[Natural language region descriptions]

Content starts

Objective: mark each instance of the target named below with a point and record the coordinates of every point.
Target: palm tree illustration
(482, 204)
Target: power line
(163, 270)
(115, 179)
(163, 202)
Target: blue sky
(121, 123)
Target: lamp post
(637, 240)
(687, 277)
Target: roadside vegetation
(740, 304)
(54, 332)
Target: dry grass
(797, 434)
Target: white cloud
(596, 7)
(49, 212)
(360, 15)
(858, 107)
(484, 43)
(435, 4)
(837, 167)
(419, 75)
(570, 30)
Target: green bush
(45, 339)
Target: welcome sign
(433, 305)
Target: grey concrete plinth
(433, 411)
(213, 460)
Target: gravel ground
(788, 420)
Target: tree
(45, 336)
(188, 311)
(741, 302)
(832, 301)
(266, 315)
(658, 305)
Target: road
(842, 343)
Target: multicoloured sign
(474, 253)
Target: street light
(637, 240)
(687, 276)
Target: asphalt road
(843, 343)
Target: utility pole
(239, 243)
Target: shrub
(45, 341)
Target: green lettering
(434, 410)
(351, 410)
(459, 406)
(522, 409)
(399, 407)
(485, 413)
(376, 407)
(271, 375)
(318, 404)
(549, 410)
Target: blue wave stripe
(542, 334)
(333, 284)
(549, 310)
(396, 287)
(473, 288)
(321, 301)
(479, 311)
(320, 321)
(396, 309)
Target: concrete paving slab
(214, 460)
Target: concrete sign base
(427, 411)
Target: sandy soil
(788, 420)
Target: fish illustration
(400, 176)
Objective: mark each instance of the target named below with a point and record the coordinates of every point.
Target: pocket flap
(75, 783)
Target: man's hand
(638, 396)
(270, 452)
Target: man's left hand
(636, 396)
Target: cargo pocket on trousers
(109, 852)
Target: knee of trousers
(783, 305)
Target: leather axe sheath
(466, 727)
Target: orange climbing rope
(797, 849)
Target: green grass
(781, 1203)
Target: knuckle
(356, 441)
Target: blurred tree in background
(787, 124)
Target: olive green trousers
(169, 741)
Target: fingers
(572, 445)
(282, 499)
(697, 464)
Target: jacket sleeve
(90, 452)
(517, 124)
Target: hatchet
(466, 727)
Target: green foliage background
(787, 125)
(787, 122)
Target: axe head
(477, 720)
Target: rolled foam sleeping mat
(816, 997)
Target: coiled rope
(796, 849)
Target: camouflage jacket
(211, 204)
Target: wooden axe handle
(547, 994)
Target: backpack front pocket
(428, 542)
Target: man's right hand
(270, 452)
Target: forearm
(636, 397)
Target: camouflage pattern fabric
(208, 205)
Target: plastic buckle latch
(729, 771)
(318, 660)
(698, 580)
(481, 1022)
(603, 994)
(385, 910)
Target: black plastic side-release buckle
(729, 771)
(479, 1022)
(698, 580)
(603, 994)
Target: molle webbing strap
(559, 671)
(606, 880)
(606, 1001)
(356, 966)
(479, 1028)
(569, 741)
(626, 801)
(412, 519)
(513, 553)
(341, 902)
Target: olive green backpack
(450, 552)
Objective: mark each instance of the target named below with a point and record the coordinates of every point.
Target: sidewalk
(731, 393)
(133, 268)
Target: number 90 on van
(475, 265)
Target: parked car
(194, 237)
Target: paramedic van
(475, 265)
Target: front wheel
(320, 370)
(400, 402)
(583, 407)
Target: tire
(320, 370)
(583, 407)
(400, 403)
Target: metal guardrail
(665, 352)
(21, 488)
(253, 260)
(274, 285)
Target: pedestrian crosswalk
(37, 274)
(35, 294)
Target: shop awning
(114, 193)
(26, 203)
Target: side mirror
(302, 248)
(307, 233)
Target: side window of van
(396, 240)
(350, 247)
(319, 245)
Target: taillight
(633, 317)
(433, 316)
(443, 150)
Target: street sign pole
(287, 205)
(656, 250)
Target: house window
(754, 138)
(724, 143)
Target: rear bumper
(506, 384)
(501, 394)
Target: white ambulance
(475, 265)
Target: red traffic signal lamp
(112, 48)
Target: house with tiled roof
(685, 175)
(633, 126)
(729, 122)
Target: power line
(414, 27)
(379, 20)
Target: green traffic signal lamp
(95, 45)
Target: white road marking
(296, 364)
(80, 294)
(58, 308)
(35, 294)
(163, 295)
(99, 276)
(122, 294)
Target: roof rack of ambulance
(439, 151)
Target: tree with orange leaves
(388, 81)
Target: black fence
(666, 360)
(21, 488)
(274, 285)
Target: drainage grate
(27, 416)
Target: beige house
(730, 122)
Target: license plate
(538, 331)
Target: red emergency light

Content ends

■ **Assignment**: What is needed here is an exact transcription of the records above.

■ **Exercise answer**:
Objective: mark each instance of the target named below with a point and record the coordinates of every point.
Target: palm tree illustration
(482, 204)
Target: power line
(163, 270)
(115, 179)
(163, 202)
Target: blue sky
(121, 123)
Target: lamp post
(637, 240)
(687, 277)
Target: roadside vegetation
(740, 304)
(54, 332)
Target: dry grass
(797, 434)
Target: white cloud
(596, 7)
(49, 212)
(360, 15)
(858, 107)
(484, 43)
(435, 4)
(837, 167)
(419, 75)
(570, 30)
Target: green bush
(45, 339)
Target: welcome sign
(433, 305)
Target: grey concrete plinth
(433, 411)
(213, 460)
Target: gravel ground
(788, 420)
Target: tree
(45, 336)
(188, 311)
(741, 302)
(832, 301)
(266, 315)
(658, 305)
Target: road
(842, 343)
Target: multicoloured sign
(474, 253)
Target: street light
(637, 240)
(687, 276)
Target: asphalt road
(843, 343)
Target: utility pole
(239, 243)
Target: shrub
(45, 341)
Target: green lettering
(434, 410)
(351, 410)
(459, 406)
(522, 409)
(399, 407)
(485, 413)
(376, 407)
(271, 375)
(318, 404)
(549, 410)
Target: blue wave stripe
(542, 334)
(333, 284)
(549, 310)
(396, 287)
(473, 288)
(321, 301)
(479, 311)
(320, 321)
(396, 309)
Target: concrete paving slab
(214, 460)
Target: concrete sign base
(427, 411)
Target: sandy soil
(788, 420)
Target: fish illustration
(400, 176)
Objective: mark each instance of the target named below with a point and record the coordinates of every point.
Target: pocket flap
(75, 783)
Target: man's hand
(638, 396)
(270, 452)
Target: man's left hand
(636, 396)
Target: cargo pocket on trousers
(109, 852)
Target: knee of trousers
(783, 305)
Target: leather axe sheath
(466, 727)
Target: orange climbing rope
(797, 849)
Target: green grass
(781, 1203)
Target: knuckle
(356, 441)
Target: blurred tree in background
(787, 124)
Target: olive green trousers
(169, 741)
Target: fingers
(572, 445)
(282, 499)
(697, 464)
Target: jacket sleeve
(90, 452)
(517, 124)
Target: hatchet
(466, 727)
Target: green foliage background
(787, 125)
(787, 122)
Target: axe head
(477, 720)
Target: rolled foam sleeping mat
(816, 997)
Target: coiled rope
(796, 849)
Target: camouflage jacket
(211, 204)
Target: wooden axe handle
(547, 994)
Target: backpack front pocket
(428, 542)
Target: man's right hand
(270, 452)
Target: forearm
(636, 397)
Target: camouflage pattern fabric
(208, 205)
Target: plastic buckle latch
(729, 771)
(318, 660)
(698, 580)
(481, 1022)
(603, 994)
(385, 910)
Target: black plastic side-release buckle
(729, 771)
(479, 1022)
(698, 580)
(603, 994)
Target: molle webbing strap
(559, 671)
(606, 880)
(606, 1001)
(356, 966)
(479, 1028)
(569, 741)
(626, 801)
(412, 519)
(513, 553)
(341, 902)
Target: olive green backpack
(450, 552)
Objective: mark each instance of the target named below with a point and record the coordinates of every point.
Target: sidewalk
(731, 393)
(133, 268)
Target: number 90 on van
(475, 265)
Target: parked car
(194, 237)
Target: paramedic van
(475, 265)
Target: front wheel
(320, 370)
(400, 402)
(583, 407)
Target: tire
(320, 370)
(583, 407)
(400, 403)
Target: metal guardrail
(665, 352)
(21, 488)
(253, 260)
(274, 285)
Target: pedestrian crosswalk
(37, 274)
(35, 294)
Target: shop awning
(114, 193)
(26, 203)
Target: side mirror
(302, 248)
(307, 233)
Target: side window of van
(396, 240)
(350, 247)
(319, 245)
Target: taillight
(633, 317)
(433, 316)
(443, 150)
Target: street sign pole
(287, 205)
(656, 250)
Target: house window
(754, 138)
(724, 143)
Target: rear bumper
(506, 384)
(501, 394)
Target: white ambulance
(475, 265)
Target: red traffic signal lamp
(112, 48)
Target: house with tiled roof
(685, 175)
(633, 126)
(729, 122)
Target: power line
(414, 27)
(379, 20)
Target: green traffic signal lamp
(95, 45)
Target: white road marking
(296, 364)
(80, 294)
(58, 308)
(35, 294)
(163, 295)
(99, 276)
(122, 294)
Target: roof rack of ambulance
(439, 151)
Target: tree with orange leaves
(388, 81)
Target: black fence
(666, 360)
(21, 488)
(274, 285)
Target: drainage grate
(27, 416)
Target: beige house
(730, 122)
Target: license plate
(538, 331)
Target: red emergency light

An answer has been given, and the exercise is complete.